* YOUR TASK *
List every line in the entries below that contains the word "dried".

══════════

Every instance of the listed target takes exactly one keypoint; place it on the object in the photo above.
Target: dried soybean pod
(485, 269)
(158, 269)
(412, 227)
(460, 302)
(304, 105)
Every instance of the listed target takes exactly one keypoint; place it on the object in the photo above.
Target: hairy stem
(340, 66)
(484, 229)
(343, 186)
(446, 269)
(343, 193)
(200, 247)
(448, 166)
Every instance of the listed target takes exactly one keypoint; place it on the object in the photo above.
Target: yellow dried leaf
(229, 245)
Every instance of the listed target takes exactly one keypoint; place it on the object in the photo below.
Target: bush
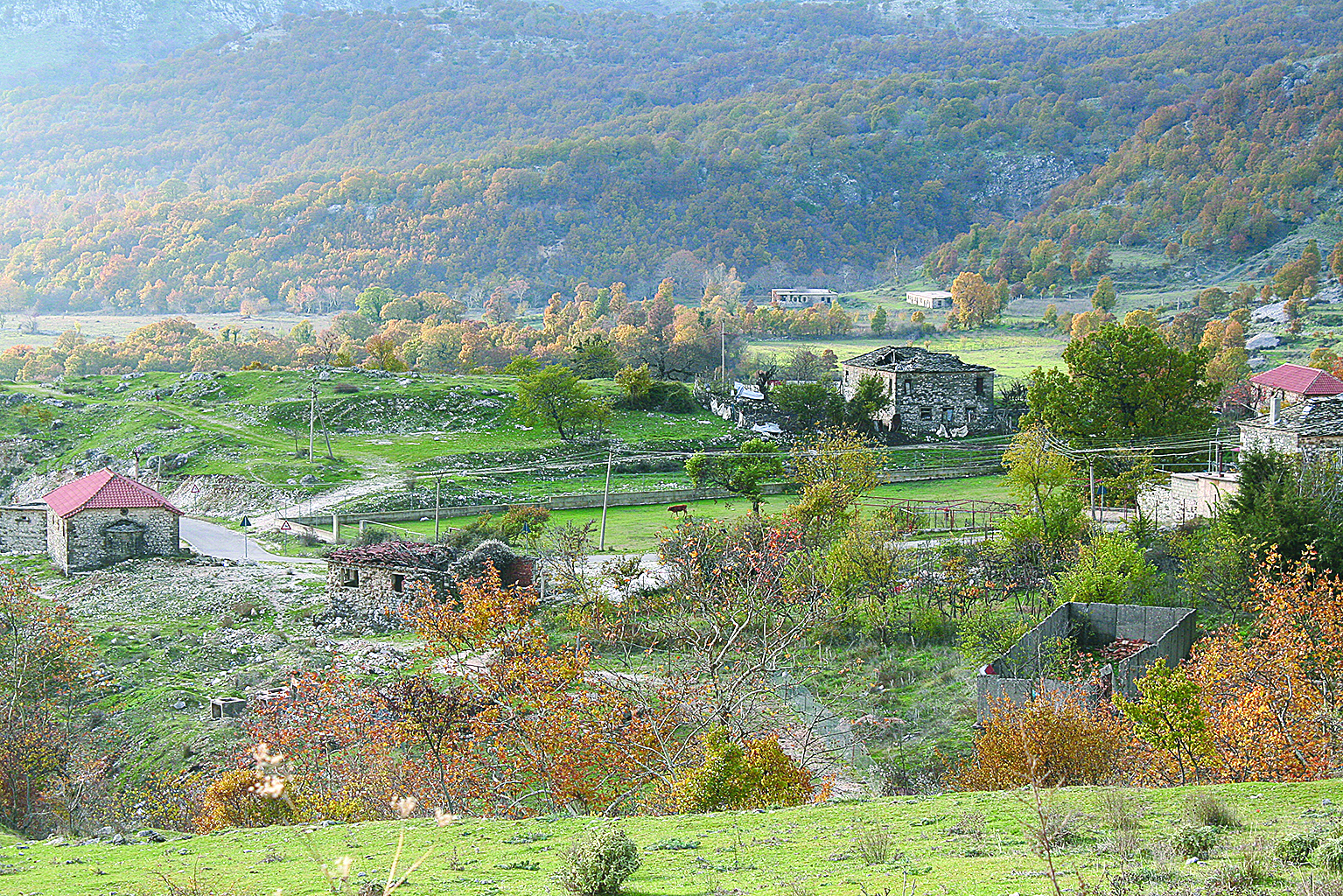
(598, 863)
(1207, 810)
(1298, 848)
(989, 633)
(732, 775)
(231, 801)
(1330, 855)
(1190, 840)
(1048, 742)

══════════

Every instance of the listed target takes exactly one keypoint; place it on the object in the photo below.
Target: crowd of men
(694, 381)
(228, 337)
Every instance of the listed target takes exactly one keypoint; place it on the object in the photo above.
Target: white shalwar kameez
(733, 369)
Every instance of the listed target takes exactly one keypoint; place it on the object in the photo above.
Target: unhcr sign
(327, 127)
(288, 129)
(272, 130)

══════════

* EXERCISE ANSWER *
Target: dried soybean pod
Target: yellow dried leaf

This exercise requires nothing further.